Your instructions
Collect every line of the rows below that contains the string "cloud" and copy each one out.

********

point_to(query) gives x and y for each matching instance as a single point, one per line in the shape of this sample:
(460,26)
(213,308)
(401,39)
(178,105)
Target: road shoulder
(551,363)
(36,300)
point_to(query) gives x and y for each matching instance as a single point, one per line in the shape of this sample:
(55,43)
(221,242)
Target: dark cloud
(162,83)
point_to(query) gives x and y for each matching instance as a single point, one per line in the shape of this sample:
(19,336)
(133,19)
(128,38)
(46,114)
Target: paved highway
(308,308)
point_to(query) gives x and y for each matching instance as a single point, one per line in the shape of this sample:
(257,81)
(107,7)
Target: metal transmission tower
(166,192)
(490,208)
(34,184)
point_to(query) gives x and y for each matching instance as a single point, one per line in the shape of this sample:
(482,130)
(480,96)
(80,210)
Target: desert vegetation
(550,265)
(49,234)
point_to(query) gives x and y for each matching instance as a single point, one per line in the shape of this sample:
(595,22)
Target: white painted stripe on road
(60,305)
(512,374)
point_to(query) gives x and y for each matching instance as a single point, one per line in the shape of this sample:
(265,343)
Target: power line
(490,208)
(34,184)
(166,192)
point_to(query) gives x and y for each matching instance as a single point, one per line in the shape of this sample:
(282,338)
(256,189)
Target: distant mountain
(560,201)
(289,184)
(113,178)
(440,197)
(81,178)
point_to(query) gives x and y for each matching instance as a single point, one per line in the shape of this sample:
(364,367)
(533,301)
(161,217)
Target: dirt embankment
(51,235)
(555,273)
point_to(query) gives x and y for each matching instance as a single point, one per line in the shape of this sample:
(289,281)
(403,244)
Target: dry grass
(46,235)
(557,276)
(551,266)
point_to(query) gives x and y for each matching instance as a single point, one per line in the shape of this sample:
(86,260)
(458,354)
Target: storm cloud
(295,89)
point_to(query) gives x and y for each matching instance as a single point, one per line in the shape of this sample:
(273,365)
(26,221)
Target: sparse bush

********

Worked answer
Target: dark cloud
Target: storm cloud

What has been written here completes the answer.